Challenge
Find the line that contains "Target phrase = dark coffee table" and print it and every line after it, exactly, please.

---

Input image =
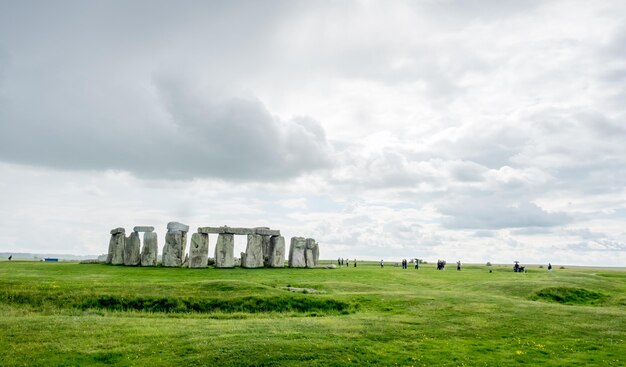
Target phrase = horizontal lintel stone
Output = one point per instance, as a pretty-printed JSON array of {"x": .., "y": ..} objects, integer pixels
[
  {"x": 175, "y": 226},
  {"x": 143, "y": 229},
  {"x": 264, "y": 231},
  {"x": 118, "y": 230}
]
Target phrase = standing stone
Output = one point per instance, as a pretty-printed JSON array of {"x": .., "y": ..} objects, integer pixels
[
  {"x": 316, "y": 254},
  {"x": 224, "y": 251},
  {"x": 116, "y": 247},
  {"x": 266, "y": 246},
  {"x": 277, "y": 252},
  {"x": 175, "y": 243},
  {"x": 310, "y": 253},
  {"x": 296, "y": 252},
  {"x": 132, "y": 250},
  {"x": 149, "y": 252},
  {"x": 199, "y": 250},
  {"x": 254, "y": 252}
]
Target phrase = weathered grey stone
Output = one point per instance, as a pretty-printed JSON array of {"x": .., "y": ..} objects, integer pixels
[
  {"x": 277, "y": 252},
  {"x": 118, "y": 230},
  {"x": 143, "y": 229},
  {"x": 311, "y": 254},
  {"x": 254, "y": 252},
  {"x": 266, "y": 247},
  {"x": 174, "y": 248},
  {"x": 224, "y": 251},
  {"x": 226, "y": 229},
  {"x": 149, "y": 252},
  {"x": 186, "y": 261},
  {"x": 240, "y": 231},
  {"x": 132, "y": 250},
  {"x": 116, "y": 249},
  {"x": 199, "y": 250},
  {"x": 212, "y": 230},
  {"x": 266, "y": 231},
  {"x": 175, "y": 226},
  {"x": 296, "y": 252}
]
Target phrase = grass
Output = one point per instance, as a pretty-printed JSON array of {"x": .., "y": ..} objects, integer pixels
[{"x": 68, "y": 314}]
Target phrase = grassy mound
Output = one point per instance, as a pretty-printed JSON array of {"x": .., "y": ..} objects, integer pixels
[
  {"x": 249, "y": 304},
  {"x": 569, "y": 296}
]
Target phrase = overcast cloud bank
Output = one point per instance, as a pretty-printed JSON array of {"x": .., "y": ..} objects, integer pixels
[{"x": 488, "y": 132}]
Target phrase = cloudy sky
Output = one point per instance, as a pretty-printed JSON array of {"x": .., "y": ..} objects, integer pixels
[{"x": 490, "y": 130}]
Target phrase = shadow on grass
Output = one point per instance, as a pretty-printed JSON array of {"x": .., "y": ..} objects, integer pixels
[{"x": 250, "y": 304}]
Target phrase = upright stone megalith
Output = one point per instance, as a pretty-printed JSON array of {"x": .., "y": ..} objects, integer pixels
[
  {"x": 149, "y": 252},
  {"x": 175, "y": 243},
  {"x": 311, "y": 254},
  {"x": 116, "y": 246},
  {"x": 296, "y": 252},
  {"x": 224, "y": 251},
  {"x": 199, "y": 250},
  {"x": 266, "y": 246},
  {"x": 277, "y": 252},
  {"x": 132, "y": 250},
  {"x": 254, "y": 252}
]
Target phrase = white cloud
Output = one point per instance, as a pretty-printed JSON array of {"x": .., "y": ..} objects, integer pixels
[{"x": 488, "y": 132}]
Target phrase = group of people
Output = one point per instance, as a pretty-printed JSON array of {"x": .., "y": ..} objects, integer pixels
[
  {"x": 341, "y": 261},
  {"x": 405, "y": 264},
  {"x": 441, "y": 265}
]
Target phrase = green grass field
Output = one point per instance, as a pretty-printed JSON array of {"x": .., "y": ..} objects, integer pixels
[{"x": 69, "y": 314}]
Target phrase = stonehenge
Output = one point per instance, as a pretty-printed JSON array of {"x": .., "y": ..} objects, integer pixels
[
  {"x": 116, "y": 247},
  {"x": 175, "y": 243},
  {"x": 265, "y": 247},
  {"x": 199, "y": 251},
  {"x": 132, "y": 250},
  {"x": 297, "y": 252},
  {"x": 149, "y": 252}
]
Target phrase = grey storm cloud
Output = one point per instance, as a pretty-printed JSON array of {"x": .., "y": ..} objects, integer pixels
[
  {"x": 493, "y": 214},
  {"x": 198, "y": 136}
]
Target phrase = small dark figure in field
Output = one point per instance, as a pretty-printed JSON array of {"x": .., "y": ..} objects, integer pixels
[{"x": 441, "y": 265}]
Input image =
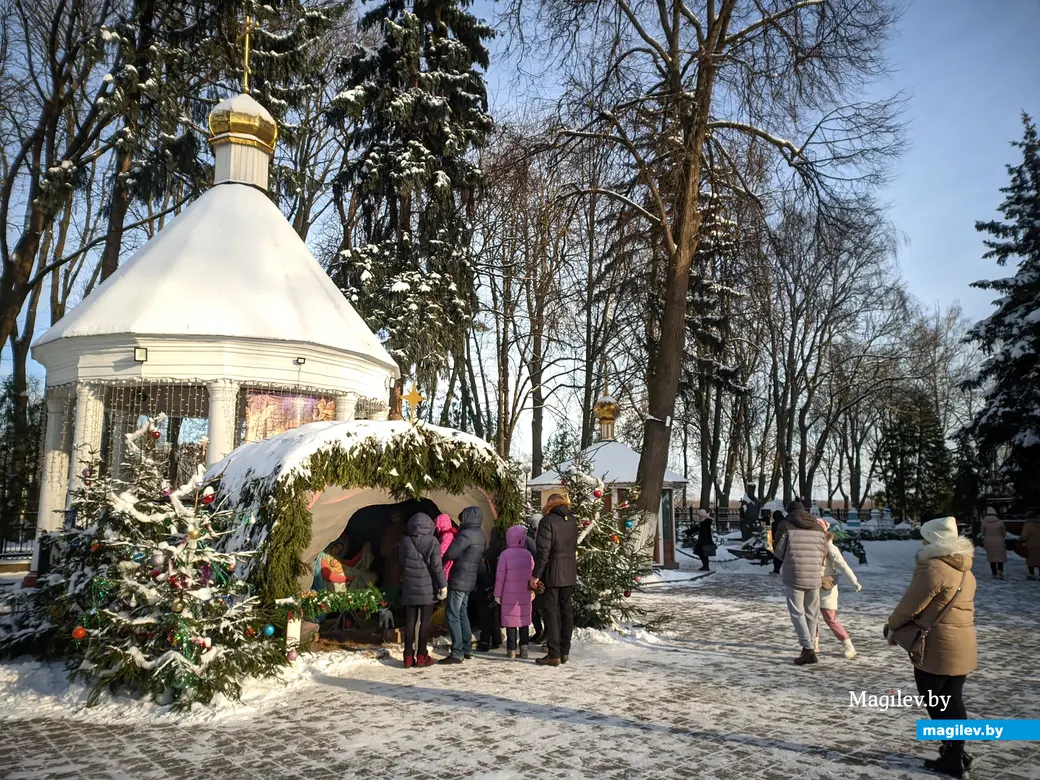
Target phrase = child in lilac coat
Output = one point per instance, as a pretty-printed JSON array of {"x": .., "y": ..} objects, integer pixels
[
  {"x": 445, "y": 535},
  {"x": 515, "y": 568}
]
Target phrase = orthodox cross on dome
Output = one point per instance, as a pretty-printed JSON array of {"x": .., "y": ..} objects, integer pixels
[
  {"x": 414, "y": 398},
  {"x": 606, "y": 410},
  {"x": 245, "y": 35}
]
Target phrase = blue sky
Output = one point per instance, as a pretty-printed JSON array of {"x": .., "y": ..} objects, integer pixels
[{"x": 969, "y": 68}]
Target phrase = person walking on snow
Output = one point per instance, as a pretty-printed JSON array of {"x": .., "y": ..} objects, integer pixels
[
  {"x": 993, "y": 534},
  {"x": 556, "y": 570},
  {"x": 776, "y": 533},
  {"x": 803, "y": 550},
  {"x": 940, "y": 600},
  {"x": 422, "y": 586},
  {"x": 705, "y": 542},
  {"x": 513, "y": 592},
  {"x": 1030, "y": 539},
  {"x": 465, "y": 551},
  {"x": 834, "y": 564}
]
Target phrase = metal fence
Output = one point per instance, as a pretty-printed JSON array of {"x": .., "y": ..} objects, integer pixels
[{"x": 17, "y": 539}]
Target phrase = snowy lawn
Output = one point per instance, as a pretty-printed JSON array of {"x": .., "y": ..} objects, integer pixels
[{"x": 712, "y": 696}]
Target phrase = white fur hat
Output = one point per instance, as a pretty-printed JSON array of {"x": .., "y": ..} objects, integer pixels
[{"x": 939, "y": 530}]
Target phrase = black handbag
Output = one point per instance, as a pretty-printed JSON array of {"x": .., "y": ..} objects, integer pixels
[{"x": 912, "y": 637}]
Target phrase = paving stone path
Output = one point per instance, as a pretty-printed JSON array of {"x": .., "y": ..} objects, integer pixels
[{"x": 715, "y": 697}]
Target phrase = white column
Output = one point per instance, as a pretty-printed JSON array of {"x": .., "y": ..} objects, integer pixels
[
  {"x": 86, "y": 433},
  {"x": 223, "y": 413},
  {"x": 346, "y": 405},
  {"x": 54, "y": 476},
  {"x": 121, "y": 426}
]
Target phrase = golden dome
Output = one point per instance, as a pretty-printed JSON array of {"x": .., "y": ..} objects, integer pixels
[
  {"x": 241, "y": 120},
  {"x": 606, "y": 409}
]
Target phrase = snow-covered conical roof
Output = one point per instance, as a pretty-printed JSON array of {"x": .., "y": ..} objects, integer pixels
[{"x": 229, "y": 267}]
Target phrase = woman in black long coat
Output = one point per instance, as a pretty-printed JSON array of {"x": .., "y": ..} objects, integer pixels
[{"x": 704, "y": 547}]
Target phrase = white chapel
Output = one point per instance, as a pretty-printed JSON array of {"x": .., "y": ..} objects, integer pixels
[{"x": 224, "y": 326}]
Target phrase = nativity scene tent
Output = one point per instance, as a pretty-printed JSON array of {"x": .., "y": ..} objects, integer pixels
[{"x": 356, "y": 483}]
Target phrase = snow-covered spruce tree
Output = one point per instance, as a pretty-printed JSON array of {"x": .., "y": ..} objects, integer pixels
[
  {"x": 611, "y": 562},
  {"x": 1010, "y": 336},
  {"x": 138, "y": 600},
  {"x": 419, "y": 102}
]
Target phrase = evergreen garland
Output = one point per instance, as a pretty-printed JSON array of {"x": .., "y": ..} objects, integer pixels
[{"x": 277, "y": 521}]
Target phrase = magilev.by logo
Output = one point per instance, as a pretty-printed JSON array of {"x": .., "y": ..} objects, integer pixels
[{"x": 895, "y": 698}]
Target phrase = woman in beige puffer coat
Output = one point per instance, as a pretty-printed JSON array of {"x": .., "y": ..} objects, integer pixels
[
  {"x": 940, "y": 600},
  {"x": 993, "y": 533},
  {"x": 1031, "y": 540}
]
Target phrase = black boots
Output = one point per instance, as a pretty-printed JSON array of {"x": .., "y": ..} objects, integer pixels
[{"x": 807, "y": 656}]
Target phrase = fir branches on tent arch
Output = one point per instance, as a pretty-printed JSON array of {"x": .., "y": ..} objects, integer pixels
[{"x": 406, "y": 465}]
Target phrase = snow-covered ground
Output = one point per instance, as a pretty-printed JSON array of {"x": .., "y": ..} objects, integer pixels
[{"x": 712, "y": 695}]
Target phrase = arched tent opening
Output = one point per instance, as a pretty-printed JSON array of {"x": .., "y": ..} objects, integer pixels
[{"x": 296, "y": 493}]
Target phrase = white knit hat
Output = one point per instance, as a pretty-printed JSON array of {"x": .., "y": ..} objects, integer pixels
[{"x": 939, "y": 530}]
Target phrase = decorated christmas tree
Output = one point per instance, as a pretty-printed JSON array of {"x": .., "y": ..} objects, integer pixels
[
  {"x": 138, "y": 599},
  {"x": 611, "y": 563}
]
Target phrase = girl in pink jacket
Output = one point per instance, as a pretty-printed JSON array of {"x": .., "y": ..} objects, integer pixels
[
  {"x": 515, "y": 568},
  {"x": 445, "y": 535}
]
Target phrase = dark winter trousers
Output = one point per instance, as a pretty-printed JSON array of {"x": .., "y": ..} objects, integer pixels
[
  {"x": 511, "y": 638},
  {"x": 421, "y": 615},
  {"x": 537, "y": 614},
  {"x": 938, "y": 684},
  {"x": 559, "y": 620}
]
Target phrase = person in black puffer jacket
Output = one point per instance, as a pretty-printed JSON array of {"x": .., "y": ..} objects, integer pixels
[
  {"x": 466, "y": 551},
  {"x": 422, "y": 586},
  {"x": 556, "y": 569}
]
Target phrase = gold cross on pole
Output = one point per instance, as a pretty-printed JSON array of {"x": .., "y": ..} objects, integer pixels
[
  {"x": 245, "y": 35},
  {"x": 414, "y": 398}
]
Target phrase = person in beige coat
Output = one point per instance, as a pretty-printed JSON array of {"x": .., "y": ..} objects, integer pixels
[
  {"x": 803, "y": 550},
  {"x": 940, "y": 600},
  {"x": 993, "y": 534},
  {"x": 1030, "y": 539}
]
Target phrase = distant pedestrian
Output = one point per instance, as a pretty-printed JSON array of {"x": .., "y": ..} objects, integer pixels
[
  {"x": 834, "y": 565},
  {"x": 777, "y": 531},
  {"x": 513, "y": 592},
  {"x": 1030, "y": 543},
  {"x": 803, "y": 549},
  {"x": 555, "y": 570},
  {"x": 994, "y": 535},
  {"x": 939, "y": 604},
  {"x": 704, "y": 548}
]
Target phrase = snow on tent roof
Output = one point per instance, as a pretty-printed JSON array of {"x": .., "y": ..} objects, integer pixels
[
  {"x": 612, "y": 461},
  {"x": 229, "y": 265},
  {"x": 286, "y": 455}
]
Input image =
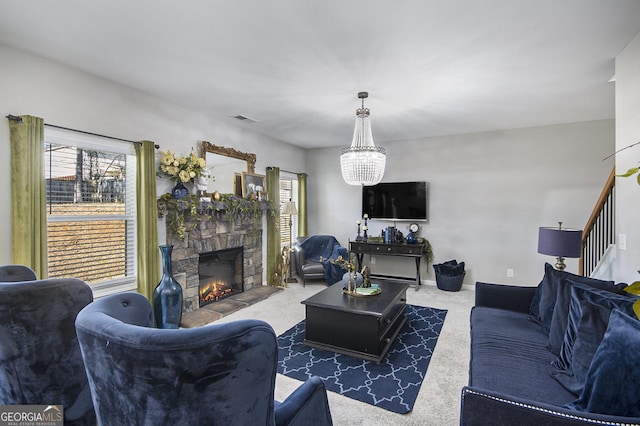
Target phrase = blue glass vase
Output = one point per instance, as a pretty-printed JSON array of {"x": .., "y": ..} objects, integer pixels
[
  {"x": 167, "y": 297},
  {"x": 411, "y": 238}
]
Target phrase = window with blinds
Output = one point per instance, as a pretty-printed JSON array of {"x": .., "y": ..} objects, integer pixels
[
  {"x": 90, "y": 201},
  {"x": 286, "y": 194}
]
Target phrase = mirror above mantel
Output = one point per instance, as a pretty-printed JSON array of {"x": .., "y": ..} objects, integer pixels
[{"x": 225, "y": 165}]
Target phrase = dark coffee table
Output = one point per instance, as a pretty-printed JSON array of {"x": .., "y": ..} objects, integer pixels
[{"x": 362, "y": 327}]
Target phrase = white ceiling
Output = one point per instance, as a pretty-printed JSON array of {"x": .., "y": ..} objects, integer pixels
[{"x": 431, "y": 67}]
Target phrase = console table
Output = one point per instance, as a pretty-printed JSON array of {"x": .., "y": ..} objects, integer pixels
[{"x": 415, "y": 251}]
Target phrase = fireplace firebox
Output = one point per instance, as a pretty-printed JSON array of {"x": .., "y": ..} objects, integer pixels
[{"x": 221, "y": 274}]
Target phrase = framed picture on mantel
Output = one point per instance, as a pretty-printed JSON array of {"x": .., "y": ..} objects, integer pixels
[{"x": 253, "y": 186}]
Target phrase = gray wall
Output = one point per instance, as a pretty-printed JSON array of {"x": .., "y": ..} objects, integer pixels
[
  {"x": 627, "y": 263},
  {"x": 67, "y": 97},
  {"x": 489, "y": 193}
]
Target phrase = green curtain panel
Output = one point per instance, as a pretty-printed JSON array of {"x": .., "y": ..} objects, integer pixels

---

Written reply
Target phrase = dark coffee table
Output = one point per instance, as a pretty-printed JSON array of {"x": .., "y": ..} objects, integer pixels
[{"x": 362, "y": 327}]
Target phrase = white ceiling
Output = one point per instance, as a pretty-printed JSON array of {"x": .., "y": ..} objects, integer pixels
[{"x": 431, "y": 67}]
Target phrase = console table
Output = one point per instance, as a pretty-printed JSON array of {"x": .., "y": ..} objects, integer pixels
[{"x": 415, "y": 251}]
Target phrase = fireplace firebox
Output = one point per instance, as a pretty-printed JSON array of {"x": .., "y": ..} objects, integer pixels
[{"x": 221, "y": 274}]
Target phrase = framed picture on mantel
Output = one point per instance, as a pretty-printed JSON array of {"x": .., "y": ..} objects, integer pixels
[{"x": 253, "y": 186}]
Target phrase = gray wall
Output = one point per instance, as a pretty-printed JSON array of {"x": .., "y": ..} objects, integer pixels
[
  {"x": 627, "y": 263},
  {"x": 67, "y": 97},
  {"x": 489, "y": 193}
]
Target phrase = green curtain panel
Output = one point per instance, as a pretty-printed JSON array of {"x": .., "y": ..} objects, integer pixels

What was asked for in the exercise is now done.